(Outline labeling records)
****************

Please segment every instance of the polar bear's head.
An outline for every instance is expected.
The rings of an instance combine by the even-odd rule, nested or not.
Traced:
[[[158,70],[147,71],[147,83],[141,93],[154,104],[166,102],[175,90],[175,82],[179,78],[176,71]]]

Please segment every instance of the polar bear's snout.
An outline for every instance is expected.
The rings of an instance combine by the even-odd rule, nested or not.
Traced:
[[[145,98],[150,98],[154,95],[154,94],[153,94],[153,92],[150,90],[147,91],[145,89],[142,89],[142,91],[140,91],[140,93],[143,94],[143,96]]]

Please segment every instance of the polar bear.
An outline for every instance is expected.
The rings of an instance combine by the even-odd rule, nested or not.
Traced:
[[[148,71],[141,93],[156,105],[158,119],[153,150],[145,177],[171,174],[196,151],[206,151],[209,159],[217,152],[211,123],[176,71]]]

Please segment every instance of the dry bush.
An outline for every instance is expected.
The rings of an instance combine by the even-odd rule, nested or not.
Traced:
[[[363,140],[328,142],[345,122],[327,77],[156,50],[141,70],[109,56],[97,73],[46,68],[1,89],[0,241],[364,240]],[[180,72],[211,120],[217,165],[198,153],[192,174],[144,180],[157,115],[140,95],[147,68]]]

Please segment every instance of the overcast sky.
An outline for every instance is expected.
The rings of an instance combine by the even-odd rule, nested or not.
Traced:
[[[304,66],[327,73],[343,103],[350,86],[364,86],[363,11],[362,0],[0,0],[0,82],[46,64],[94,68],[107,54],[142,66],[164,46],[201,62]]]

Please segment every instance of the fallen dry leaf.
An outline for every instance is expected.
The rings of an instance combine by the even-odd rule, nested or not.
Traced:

****************

## What the task asks
Restate the data above exactly, keeping each word as it stands.

## Result of the task
Please segment every instance of the polar bear's head.
An outline for every instance is expected.
The rings of an instance combine by the even-odd rule, nested or not.
Traced:
[[[158,70],[147,71],[147,83],[141,93],[154,104],[166,102],[175,90],[175,82],[179,78],[176,71]]]

Please segment every instance of the polar bear's snout.
An outline for every instance is expected.
The rings of an instance combine by the even-odd rule, nested or not.
Traced:
[[[145,98],[150,98],[154,95],[154,94],[153,94],[153,92],[150,90],[147,91],[145,89],[142,89],[142,91],[140,91],[140,93],[143,94],[143,96]]]

Please segment every instance of the polar bear.
An outline for every instance is expected.
The rings of an instance combine by the even-odd rule, nested or not.
Traced:
[[[148,71],[141,93],[156,105],[158,119],[153,150],[145,177],[171,174],[196,151],[206,151],[209,159],[217,152],[211,123],[176,71]]]

Please segment every instance of the dry bush.
An outline for every instance is expected.
The rings of an instance combine by the even-odd rule, nested or not.
Traced:
[[[363,140],[328,142],[345,122],[327,77],[156,50],[141,70],[109,56],[97,73],[46,68],[1,89],[0,241],[364,240]],[[180,72],[211,120],[217,165],[198,153],[192,174],[144,180],[157,115],[140,95],[147,68]]]

Please segment every instance of the overcast sky.
An outline for every instance is expected.
The rings of an instance combine by the even-odd rule, nested or not.
Traced:
[[[304,66],[327,73],[343,103],[350,86],[364,86],[363,11],[362,0],[0,0],[0,82],[46,64],[94,68],[107,54],[142,66],[164,46],[201,62]]]

Please segment every instance of the fallen dry leaf.
An outline for every instance is expected.
The rings of an instance combine by the even-odd rule, nested or not.
Traced:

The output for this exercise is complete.